Objetivo da tarefa ▸ Reproduza somente as linhas do material que vão da linha com "For every instance of the large" até o fim do material, ambas incluídas, mantendo também as instruções. Ajuste cada coordenada das respostas somando -53 a ela.

- - - - -

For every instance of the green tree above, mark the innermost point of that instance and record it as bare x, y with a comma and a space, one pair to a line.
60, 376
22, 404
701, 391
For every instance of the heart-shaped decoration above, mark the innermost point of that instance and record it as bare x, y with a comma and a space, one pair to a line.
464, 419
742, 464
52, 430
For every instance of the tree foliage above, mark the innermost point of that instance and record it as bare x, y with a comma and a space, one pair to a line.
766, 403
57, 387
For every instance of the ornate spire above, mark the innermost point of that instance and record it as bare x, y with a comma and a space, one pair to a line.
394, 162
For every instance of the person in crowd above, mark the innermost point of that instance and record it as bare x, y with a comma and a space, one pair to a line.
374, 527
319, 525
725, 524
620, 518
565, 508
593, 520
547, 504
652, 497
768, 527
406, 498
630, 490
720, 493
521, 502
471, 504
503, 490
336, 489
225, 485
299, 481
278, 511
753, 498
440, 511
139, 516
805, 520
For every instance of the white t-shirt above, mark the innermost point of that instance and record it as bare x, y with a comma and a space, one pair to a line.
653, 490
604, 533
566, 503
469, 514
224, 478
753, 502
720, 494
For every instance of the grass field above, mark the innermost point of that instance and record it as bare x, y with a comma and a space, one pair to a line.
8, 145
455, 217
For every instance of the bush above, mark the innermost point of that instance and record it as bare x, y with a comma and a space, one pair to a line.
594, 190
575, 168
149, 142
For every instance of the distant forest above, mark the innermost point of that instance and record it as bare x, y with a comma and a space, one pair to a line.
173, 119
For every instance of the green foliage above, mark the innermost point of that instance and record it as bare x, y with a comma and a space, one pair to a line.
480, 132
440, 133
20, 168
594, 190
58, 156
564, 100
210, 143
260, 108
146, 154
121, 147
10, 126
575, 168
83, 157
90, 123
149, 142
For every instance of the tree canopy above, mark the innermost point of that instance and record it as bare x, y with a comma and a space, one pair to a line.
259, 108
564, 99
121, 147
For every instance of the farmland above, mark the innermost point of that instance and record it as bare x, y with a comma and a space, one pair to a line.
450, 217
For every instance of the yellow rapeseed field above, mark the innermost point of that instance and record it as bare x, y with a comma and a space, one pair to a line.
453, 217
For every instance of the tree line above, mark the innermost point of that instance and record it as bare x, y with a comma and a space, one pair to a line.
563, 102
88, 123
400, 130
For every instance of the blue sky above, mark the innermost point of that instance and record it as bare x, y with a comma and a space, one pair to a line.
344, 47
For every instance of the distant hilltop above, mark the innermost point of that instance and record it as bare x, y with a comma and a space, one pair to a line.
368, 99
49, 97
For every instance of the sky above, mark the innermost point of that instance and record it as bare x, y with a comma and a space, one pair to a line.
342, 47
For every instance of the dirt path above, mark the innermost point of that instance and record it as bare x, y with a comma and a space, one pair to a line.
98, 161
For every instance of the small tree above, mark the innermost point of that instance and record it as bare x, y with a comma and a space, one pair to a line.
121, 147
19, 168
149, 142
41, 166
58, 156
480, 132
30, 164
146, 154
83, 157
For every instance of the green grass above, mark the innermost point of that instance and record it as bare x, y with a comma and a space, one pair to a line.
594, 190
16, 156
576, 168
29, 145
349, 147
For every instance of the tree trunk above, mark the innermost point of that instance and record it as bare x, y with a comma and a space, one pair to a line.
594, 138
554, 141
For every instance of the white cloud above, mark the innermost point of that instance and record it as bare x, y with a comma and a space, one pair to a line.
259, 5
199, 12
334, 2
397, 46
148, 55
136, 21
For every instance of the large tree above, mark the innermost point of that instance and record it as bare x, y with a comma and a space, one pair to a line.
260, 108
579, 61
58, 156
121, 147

- - - - -

Resultado do exercício ▸
For every instance of the large tree above, mark the innermost point of that instance and record it as bare x, y with a comma and a space, one pair to a line.
207, 55
526, 8
5, 103
68, 94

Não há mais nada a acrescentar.